— BEGIN —
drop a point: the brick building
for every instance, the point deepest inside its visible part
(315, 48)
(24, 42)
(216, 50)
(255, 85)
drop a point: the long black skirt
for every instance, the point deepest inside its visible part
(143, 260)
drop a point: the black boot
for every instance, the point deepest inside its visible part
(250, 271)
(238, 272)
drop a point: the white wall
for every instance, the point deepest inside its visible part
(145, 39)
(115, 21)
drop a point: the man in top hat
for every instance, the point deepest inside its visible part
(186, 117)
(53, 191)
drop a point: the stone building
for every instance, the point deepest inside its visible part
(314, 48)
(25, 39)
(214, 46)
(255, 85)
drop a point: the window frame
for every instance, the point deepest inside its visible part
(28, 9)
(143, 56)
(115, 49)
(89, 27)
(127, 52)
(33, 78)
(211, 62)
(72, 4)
— END —
Write out the data again, from the line containing "drop a point: the white wall" down through the end, keeping every request line, and add 64 to each coordinate in the answers.

#### [REPLY TO THE EXERCISE]
drop a point: the white wall
for every instance, the point deepest inside its visible part
(209, 103)
(179, 85)
drop a point: the man in top hat
for every instance, the point deepest inside its visible part
(250, 181)
(117, 255)
drop a point: the stone building
for every instance, the point deepest inside its visible part
(378, 112)
(89, 103)
(278, 110)
(319, 149)
drop a point: the window frame
for every instance, the point deepest inside its visible part
(92, 73)
(207, 120)
(179, 113)
(153, 91)
(191, 116)
(97, 142)
(275, 126)
(136, 68)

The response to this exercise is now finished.